BRANO SCELTO:
########################################

Il compimento dell’età pensionabile determina soltanto il venir meno del regime di stabilità ma non anche l'automatica estinzione del rapporto.
Cassazione, ordinanza 24 gennaio 2022, n. 2010Corte di Cassazione, Ordinanza 24 gennaio 2022, n. 2010.
1.Il compimento dell’età pensionabile o il raggiungimento dei requisiti per l’attribuzione del diritto al trattamento pensionistico di vecchiaia da parte del lavoratore, determinano soltanto il venir meno del regime di stabilità del rapporto (con conseguente recedibilità “ad nutum”) ma non anche l’automatica estinzione dello stesso, che, in assenza di un valido atto risolutivo del datore di lavoro, è destinato a proseguire, con diritto del lavoratore alla retribuzione.
2.Dal testo dell’Ordinanza 24 gennaio 2022, n. 2010.

########################################

RECORD FORNITI:
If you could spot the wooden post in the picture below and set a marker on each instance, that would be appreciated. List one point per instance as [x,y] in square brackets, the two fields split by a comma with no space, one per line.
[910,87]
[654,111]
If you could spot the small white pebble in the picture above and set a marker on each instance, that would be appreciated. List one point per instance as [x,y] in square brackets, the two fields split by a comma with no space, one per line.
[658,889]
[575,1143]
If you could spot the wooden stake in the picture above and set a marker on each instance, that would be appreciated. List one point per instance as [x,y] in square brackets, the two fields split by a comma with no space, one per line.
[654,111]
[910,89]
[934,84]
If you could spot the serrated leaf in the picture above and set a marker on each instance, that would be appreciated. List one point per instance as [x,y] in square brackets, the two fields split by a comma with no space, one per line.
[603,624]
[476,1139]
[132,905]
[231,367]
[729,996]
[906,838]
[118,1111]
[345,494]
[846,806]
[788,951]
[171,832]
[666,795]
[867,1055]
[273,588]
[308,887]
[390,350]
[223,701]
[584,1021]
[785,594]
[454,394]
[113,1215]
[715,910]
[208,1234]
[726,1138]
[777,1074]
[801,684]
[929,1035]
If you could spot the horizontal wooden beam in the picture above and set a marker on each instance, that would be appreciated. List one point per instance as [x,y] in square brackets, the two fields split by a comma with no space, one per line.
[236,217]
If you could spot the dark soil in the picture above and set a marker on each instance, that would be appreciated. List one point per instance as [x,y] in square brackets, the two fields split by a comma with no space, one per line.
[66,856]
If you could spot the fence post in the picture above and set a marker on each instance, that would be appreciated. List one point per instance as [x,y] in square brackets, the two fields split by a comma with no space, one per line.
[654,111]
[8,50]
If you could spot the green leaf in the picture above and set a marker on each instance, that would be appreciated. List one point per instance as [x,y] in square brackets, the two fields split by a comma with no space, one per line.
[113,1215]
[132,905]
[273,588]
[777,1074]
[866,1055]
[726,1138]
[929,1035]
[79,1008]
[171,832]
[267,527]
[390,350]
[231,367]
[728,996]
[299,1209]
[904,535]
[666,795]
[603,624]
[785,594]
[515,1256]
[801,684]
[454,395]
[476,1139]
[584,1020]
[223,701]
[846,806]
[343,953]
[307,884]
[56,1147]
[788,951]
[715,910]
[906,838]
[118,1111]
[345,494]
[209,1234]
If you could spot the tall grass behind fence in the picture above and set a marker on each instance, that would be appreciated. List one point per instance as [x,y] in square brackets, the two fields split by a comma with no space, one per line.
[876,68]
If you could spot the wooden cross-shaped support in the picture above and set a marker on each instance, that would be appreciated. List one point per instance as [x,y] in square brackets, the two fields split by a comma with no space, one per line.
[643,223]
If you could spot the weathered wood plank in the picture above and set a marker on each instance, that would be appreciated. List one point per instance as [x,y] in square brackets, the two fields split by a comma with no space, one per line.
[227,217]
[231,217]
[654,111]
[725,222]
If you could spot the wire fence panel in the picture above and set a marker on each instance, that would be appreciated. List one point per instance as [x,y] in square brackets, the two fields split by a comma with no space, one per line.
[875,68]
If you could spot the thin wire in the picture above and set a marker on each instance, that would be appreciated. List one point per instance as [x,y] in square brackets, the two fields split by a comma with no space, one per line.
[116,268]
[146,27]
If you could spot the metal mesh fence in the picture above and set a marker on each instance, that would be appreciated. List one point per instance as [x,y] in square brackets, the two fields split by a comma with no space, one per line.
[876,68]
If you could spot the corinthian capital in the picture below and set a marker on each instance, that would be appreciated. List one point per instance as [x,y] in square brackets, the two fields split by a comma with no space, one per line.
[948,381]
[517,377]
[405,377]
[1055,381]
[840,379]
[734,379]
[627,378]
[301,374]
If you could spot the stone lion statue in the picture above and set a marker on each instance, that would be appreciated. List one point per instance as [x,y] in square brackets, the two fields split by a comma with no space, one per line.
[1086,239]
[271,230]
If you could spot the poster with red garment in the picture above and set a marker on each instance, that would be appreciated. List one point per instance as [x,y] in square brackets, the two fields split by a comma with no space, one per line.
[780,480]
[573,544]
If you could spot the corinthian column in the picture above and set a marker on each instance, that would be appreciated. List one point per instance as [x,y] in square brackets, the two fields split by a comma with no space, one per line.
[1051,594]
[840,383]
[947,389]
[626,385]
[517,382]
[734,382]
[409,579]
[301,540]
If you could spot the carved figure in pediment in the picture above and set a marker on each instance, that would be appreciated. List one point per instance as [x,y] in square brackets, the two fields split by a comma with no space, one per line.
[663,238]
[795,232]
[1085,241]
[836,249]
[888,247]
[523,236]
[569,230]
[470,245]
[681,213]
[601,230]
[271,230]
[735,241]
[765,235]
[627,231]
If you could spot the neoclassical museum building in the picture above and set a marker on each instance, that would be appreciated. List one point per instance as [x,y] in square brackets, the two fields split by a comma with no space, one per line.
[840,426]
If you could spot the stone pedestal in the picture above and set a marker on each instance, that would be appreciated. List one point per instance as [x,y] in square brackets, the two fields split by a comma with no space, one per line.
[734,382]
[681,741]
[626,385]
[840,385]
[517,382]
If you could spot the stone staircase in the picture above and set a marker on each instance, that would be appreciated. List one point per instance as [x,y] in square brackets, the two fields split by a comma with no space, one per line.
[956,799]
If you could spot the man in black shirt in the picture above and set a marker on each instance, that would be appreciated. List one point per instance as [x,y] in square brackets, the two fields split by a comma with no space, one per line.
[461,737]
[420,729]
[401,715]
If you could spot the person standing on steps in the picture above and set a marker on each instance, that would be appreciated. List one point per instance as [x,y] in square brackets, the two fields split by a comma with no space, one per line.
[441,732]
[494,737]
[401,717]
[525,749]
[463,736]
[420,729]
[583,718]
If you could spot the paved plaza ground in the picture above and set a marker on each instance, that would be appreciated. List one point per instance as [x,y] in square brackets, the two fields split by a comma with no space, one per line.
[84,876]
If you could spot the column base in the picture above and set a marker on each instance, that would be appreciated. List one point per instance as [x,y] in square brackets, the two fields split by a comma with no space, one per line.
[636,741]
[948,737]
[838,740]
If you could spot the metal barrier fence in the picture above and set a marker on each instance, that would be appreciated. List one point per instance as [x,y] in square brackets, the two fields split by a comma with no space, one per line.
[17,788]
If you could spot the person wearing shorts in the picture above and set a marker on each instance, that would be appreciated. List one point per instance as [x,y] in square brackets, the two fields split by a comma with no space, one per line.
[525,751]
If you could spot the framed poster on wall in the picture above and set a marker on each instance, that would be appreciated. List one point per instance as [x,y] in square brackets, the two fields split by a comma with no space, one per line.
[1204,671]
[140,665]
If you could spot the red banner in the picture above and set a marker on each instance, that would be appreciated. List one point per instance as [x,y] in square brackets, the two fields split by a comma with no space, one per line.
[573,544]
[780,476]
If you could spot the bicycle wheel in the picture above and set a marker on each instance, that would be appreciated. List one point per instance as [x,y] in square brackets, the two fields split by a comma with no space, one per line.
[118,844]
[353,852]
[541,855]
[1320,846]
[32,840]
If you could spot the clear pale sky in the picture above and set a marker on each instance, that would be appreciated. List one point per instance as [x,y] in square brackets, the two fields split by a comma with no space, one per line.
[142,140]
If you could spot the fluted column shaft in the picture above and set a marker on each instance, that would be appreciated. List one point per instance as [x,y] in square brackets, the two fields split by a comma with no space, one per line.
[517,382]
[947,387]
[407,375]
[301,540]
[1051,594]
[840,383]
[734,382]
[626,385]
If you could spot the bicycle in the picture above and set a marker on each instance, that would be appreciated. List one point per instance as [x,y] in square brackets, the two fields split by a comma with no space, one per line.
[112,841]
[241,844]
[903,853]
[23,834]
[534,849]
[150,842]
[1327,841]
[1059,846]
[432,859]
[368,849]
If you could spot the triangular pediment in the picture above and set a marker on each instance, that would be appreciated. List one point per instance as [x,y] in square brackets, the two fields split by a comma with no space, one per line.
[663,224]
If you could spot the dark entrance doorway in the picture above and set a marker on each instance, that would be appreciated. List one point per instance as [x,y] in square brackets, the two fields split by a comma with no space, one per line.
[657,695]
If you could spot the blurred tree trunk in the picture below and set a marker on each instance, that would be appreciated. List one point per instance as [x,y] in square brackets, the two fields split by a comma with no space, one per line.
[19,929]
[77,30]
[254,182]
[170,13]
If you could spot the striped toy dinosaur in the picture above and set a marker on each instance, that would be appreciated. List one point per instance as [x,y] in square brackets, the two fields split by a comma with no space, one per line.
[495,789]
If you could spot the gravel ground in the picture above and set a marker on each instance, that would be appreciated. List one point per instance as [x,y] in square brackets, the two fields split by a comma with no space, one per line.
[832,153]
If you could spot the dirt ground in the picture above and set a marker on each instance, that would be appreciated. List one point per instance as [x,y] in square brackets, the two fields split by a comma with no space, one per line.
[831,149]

########################################

ISTRUZIONE 1: Riporta per favore, senza alcuna modifica, il tratto del brano sull'età pensionabile che va da "1.Il compimento dell’età" fino a "lavoratore alla retribuzione.".
ISTRUZIONE 2:
Stabilisci se ciascuna affermazione concorda con il brano sull'età pensionabile, rispondendo sì o no e citando tra virgolette le parole del brano che lo decidono.
(a) Il compimento dell'età pensionabile comporta l'automatica estinzione del rapporto.
(b) Dopo il raggiungimento dei requisiti per la pensione di vecchiaia, il rapporto diventa recedibile ad nutum.
(c) Senza un valido atto risolutivo del datore di lavoro, il lavoratore conserva il diritto alla retribuzione.

SOLUZIONE SVOLTA 1:
1.Il compimento dell’età pensionabile o il raggiungimento dei requisiti per l’attribuzione del diritto al trattamento pensionistico di vecchiaia da parte del lavoratore, determinano soltanto il venir meno del regime di stabilità del rapporto (con conseguente recedibilità “ad nutum”) ma non anche l’automatica estinzione dello stesso, che, in assenza di un valido atto risolutivo del datore di lavoro, è destinato a proseguire, con diritto del lavoratore alla retribuzione.

SOLUZIONE SVOLTA 2:
(a) No: «ma non anche l’automatica estinzione dello stesso».
(b) Sì: «con conseguente recedibilità “ad nutum”».
(c) Sì: «è destinato a proseguire, con diritto del lavoratore alla retribuzione».